*** THE DATA Section Begins ***
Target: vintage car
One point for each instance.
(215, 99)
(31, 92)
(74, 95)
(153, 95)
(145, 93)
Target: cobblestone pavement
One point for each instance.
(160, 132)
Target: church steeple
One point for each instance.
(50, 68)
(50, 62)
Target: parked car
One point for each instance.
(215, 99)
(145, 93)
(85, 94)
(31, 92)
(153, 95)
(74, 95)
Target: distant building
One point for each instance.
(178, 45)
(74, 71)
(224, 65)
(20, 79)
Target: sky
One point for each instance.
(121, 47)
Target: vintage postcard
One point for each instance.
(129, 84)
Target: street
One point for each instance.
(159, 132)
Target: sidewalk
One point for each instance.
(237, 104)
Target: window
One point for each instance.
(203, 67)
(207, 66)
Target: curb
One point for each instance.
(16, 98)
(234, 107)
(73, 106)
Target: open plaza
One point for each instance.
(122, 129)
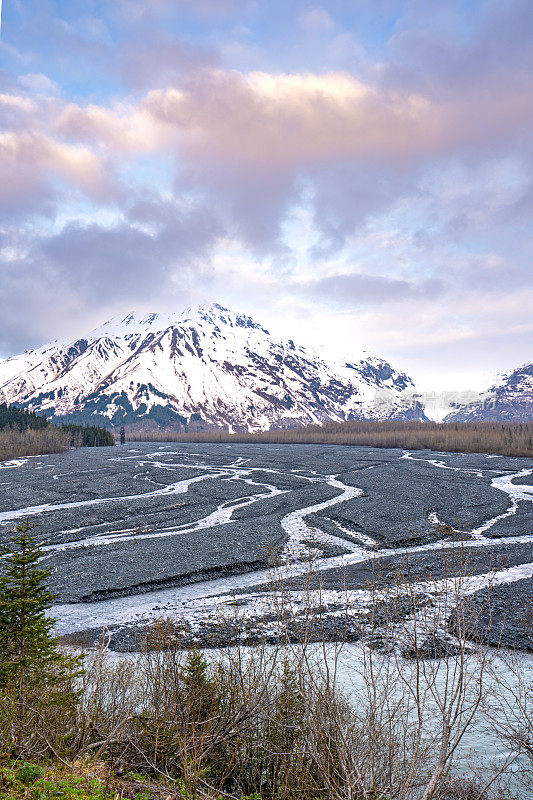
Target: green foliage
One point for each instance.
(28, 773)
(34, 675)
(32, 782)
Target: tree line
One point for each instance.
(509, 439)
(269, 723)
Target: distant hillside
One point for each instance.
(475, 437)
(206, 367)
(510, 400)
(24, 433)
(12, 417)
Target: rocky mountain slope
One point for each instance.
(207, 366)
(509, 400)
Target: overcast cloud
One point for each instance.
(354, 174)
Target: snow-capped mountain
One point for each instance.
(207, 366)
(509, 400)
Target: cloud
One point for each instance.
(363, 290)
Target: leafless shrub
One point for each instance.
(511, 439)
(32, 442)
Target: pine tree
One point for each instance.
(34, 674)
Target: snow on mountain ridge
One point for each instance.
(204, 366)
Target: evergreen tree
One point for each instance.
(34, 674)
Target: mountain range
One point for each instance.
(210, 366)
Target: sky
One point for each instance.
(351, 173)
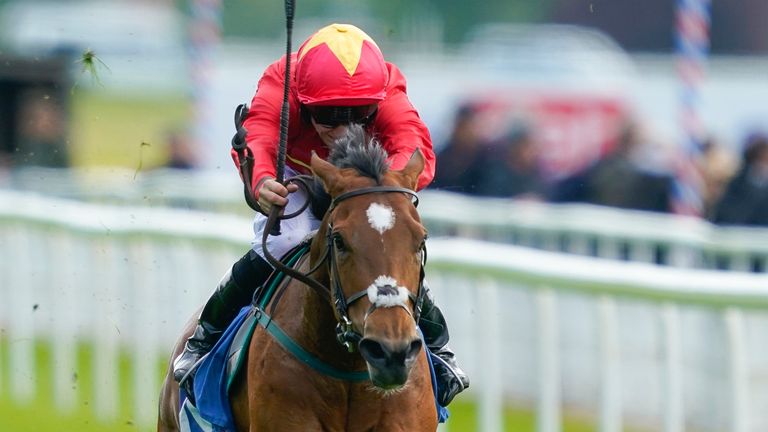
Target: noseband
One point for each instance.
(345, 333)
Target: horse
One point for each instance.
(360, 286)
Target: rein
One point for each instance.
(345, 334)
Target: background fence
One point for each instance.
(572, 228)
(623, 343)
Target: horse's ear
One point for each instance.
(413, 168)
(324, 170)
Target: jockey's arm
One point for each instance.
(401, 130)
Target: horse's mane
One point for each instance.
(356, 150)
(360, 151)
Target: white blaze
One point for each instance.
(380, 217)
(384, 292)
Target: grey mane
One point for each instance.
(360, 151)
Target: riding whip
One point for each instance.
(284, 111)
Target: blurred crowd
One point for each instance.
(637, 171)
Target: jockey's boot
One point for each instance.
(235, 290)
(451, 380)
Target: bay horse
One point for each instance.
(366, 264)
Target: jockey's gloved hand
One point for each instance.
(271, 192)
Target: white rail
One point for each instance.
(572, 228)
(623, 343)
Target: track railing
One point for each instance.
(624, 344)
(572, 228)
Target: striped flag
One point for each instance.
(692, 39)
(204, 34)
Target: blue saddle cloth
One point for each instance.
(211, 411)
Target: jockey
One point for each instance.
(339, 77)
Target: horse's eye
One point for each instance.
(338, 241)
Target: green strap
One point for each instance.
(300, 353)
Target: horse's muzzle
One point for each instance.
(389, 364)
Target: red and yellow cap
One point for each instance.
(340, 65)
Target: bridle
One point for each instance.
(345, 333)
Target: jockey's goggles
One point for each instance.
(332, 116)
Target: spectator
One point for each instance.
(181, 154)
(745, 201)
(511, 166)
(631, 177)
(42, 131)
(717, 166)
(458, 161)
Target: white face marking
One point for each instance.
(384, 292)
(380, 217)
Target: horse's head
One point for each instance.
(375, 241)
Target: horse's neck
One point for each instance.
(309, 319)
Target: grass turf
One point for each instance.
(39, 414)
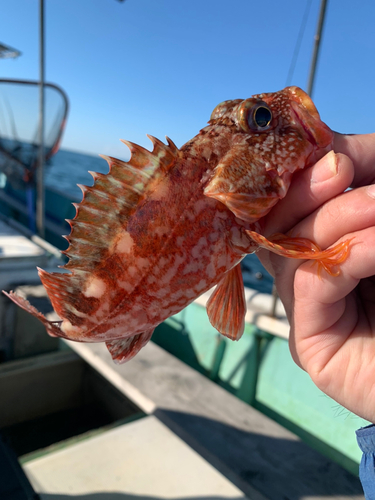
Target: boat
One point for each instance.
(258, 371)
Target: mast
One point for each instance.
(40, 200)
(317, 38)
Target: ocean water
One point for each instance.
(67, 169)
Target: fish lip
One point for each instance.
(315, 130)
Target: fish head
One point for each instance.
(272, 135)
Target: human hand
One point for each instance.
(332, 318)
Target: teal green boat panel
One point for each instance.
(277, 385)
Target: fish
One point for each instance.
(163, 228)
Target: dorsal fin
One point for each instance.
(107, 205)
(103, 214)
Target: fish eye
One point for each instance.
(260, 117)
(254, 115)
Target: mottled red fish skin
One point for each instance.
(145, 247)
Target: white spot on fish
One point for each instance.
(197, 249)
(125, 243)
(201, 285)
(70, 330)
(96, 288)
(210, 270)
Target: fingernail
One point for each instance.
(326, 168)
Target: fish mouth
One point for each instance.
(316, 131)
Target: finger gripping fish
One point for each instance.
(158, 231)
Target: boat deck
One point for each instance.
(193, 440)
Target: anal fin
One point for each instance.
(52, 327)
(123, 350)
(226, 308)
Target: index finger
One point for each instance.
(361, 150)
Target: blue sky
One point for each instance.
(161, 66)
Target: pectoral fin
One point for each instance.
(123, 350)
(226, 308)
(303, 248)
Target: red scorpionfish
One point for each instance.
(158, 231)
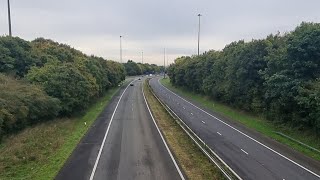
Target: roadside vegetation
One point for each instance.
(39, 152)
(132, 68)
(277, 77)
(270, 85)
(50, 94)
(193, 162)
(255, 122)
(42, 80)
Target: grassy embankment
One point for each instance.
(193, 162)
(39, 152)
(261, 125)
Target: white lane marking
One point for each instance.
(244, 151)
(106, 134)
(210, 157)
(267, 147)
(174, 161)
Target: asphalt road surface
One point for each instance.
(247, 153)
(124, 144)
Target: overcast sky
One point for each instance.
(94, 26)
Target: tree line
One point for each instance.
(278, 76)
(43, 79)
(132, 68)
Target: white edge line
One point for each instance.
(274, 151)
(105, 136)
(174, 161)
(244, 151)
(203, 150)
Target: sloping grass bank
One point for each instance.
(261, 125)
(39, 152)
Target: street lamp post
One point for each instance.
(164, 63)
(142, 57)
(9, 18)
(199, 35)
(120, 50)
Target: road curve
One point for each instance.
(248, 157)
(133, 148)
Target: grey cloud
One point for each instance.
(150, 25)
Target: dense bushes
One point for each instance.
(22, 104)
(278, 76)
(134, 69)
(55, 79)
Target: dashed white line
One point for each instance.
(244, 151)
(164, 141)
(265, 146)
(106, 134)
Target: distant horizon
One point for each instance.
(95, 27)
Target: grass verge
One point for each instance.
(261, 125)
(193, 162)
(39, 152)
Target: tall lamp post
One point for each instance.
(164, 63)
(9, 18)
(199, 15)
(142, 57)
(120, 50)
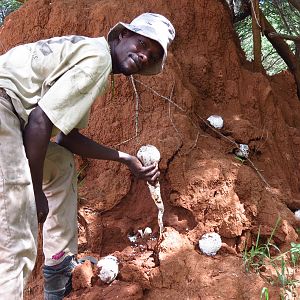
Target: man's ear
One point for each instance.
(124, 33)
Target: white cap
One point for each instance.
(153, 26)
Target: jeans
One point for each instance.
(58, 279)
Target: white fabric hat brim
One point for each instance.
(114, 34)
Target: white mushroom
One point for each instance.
*** THE DATA Section Ends ***
EXERCISE INSTRUCTIONS: Collect each line of the entries that has the word "hand", copying it in full.

SOLUTION TO THE PROBLEM:
Target: jockey's gloved hand
Target: human hand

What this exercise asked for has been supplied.